» TASK DETAILS
Rewrite everything from the line containing "Indicate every instance of the dark" down to the end of the rows, putting "pear skin" wherever "apple skin" appears and leaving all else as it is.

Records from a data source
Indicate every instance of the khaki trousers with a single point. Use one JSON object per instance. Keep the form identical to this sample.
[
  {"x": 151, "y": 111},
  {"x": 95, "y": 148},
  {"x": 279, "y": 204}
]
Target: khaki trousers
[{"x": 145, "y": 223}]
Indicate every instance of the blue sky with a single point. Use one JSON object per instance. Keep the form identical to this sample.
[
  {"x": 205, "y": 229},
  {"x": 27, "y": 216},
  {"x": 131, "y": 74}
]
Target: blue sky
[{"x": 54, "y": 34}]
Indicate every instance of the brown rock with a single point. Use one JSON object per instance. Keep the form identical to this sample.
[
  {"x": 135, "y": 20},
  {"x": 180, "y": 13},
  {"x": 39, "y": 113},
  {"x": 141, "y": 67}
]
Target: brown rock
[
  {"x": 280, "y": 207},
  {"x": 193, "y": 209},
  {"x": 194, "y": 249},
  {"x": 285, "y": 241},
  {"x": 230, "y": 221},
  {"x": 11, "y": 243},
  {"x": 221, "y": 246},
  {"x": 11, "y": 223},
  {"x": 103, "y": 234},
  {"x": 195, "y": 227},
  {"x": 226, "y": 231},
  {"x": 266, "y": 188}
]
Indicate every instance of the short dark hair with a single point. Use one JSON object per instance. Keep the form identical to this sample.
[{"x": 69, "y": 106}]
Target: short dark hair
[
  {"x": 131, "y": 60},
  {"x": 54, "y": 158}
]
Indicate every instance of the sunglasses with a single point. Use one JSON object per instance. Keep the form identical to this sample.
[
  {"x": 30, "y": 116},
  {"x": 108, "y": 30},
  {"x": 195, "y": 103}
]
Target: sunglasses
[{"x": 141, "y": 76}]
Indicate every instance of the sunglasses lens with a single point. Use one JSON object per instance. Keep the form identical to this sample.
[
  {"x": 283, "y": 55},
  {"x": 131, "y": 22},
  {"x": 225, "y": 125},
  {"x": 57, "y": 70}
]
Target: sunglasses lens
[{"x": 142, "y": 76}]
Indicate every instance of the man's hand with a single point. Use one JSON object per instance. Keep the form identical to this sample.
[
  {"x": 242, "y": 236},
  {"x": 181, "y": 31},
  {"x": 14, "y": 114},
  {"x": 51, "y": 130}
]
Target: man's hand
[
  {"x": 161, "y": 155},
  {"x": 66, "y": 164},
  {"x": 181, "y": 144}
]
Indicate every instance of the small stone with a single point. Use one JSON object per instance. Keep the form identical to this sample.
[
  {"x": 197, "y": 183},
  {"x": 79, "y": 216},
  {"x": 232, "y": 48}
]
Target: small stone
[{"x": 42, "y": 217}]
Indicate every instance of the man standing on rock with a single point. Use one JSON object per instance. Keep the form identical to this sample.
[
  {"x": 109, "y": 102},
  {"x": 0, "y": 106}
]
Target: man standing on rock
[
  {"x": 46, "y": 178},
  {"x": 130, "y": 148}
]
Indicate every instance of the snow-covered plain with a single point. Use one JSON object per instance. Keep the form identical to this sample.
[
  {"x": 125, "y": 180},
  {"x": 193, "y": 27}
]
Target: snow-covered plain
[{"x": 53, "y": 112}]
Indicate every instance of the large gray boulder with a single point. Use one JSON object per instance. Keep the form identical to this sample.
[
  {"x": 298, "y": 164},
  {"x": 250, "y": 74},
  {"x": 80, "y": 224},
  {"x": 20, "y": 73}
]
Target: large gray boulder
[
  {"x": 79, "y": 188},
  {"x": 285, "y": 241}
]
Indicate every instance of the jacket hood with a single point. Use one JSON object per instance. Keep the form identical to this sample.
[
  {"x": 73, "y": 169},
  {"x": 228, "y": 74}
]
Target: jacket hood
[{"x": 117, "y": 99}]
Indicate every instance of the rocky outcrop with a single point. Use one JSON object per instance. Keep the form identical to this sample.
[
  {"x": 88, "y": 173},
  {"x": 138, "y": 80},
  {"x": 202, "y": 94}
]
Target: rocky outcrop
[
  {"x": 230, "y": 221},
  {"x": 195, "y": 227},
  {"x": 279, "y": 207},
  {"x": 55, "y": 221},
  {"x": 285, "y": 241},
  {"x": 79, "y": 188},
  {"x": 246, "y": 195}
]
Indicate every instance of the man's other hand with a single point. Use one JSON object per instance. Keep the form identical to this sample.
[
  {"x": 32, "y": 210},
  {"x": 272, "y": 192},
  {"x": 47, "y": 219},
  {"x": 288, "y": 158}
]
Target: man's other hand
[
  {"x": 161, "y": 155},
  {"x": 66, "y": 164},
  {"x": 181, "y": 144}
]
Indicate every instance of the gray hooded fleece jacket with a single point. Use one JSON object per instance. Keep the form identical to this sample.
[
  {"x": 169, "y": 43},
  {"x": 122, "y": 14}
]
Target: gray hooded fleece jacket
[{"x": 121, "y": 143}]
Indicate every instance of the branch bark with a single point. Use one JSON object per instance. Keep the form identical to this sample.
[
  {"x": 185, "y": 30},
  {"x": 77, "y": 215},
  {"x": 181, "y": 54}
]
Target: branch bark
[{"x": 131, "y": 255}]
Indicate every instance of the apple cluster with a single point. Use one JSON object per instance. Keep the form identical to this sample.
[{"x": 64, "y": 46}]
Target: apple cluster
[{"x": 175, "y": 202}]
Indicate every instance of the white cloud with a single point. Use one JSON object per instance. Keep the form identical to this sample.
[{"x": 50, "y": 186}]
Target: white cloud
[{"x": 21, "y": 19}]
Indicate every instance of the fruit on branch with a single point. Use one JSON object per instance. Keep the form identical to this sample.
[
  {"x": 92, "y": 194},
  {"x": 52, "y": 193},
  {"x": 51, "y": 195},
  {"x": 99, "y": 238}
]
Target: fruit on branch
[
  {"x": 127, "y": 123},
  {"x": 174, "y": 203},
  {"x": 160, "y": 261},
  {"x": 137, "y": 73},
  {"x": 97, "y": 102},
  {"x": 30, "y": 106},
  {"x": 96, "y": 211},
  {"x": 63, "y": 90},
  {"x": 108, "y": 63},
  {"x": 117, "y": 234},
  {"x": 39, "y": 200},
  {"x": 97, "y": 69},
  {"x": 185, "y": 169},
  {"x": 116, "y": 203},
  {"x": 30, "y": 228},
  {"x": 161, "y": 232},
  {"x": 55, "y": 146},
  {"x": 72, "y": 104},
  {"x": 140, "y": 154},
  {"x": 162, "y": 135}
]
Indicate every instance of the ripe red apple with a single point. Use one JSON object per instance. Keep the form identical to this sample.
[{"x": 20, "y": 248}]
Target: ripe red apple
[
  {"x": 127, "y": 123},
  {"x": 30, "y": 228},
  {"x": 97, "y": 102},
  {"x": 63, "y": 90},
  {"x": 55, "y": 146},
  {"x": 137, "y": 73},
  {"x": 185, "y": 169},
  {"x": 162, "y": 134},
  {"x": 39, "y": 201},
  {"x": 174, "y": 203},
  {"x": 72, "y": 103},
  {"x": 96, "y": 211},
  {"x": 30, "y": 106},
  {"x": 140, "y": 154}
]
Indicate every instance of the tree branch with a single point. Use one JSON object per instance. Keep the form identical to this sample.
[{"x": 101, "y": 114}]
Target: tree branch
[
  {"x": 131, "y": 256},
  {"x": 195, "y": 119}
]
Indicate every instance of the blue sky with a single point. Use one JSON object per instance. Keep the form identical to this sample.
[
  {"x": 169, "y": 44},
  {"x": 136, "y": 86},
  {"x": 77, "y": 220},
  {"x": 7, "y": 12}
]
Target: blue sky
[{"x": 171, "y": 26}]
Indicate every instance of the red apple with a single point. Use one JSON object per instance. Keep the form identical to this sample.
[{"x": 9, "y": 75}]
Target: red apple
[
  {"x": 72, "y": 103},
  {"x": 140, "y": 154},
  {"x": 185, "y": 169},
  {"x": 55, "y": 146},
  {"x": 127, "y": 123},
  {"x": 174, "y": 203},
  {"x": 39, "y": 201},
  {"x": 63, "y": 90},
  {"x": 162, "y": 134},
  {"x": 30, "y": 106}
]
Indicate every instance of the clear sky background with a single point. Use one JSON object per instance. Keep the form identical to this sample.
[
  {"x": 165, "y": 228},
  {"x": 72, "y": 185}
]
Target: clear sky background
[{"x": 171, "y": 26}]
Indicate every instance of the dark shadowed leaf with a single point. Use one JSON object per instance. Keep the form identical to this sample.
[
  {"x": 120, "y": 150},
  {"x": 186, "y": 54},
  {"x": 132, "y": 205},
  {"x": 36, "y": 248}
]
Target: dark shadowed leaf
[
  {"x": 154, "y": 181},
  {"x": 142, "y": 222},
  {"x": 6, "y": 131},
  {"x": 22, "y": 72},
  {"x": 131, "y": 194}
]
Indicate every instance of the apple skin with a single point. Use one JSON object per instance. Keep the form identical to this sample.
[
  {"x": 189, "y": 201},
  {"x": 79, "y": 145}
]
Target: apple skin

» RESPONSE BELOW
Indicate every instance of the dark shadowed leaf with a single point. Use one JSON object per instance. Keep the form identical to this sample.
[
  {"x": 120, "y": 150},
  {"x": 186, "y": 54},
  {"x": 132, "y": 205},
  {"x": 36, "y": 248}
]
Target: dark shadowed leaf
[
  {"x": 154, "y": 181},
  {"x": 142, "y": 222},
  {"x": 6, "y": 131},
  {"x": 22, "y": 72},
  {"x": 131, "y": 194}
]
Indicate every instance of the pear skin with a single point. Use one JSON object per instance. Keep the form identical to this sample.
[
  {"x": 189, "y": 201},
  {"x": 79, "y": 145}
]
Target: pear skin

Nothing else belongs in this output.